◆ Exercise goal ◆
How many lines in the data below contain the string "parked"? Case counts. Give only the number.

◆ Dataset records ◆
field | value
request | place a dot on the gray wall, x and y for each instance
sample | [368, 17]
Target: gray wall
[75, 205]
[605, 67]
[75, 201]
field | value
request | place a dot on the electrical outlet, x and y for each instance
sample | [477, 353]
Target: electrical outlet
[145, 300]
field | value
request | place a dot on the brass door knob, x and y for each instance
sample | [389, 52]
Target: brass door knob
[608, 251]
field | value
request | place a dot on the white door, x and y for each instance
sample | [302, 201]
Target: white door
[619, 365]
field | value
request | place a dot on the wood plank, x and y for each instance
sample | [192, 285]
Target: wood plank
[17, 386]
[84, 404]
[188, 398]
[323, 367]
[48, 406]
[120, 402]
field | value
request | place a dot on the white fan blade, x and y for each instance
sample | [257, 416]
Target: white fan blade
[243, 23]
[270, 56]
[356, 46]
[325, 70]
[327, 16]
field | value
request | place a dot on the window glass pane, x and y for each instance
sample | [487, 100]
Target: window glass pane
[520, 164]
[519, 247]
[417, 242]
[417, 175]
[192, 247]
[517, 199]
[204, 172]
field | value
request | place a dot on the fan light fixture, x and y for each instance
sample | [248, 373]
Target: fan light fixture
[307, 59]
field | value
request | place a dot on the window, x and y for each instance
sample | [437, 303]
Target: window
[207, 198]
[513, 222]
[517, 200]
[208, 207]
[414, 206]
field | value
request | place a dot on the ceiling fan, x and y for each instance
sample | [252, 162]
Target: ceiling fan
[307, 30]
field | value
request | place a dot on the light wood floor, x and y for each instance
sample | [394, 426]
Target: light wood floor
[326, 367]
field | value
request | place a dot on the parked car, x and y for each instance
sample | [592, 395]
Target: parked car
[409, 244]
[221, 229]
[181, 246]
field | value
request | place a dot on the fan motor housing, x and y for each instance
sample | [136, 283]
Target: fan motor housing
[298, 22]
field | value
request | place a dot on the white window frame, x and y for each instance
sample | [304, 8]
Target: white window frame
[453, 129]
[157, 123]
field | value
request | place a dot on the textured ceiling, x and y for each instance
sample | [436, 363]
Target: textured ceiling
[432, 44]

◆ Task answer ◆
2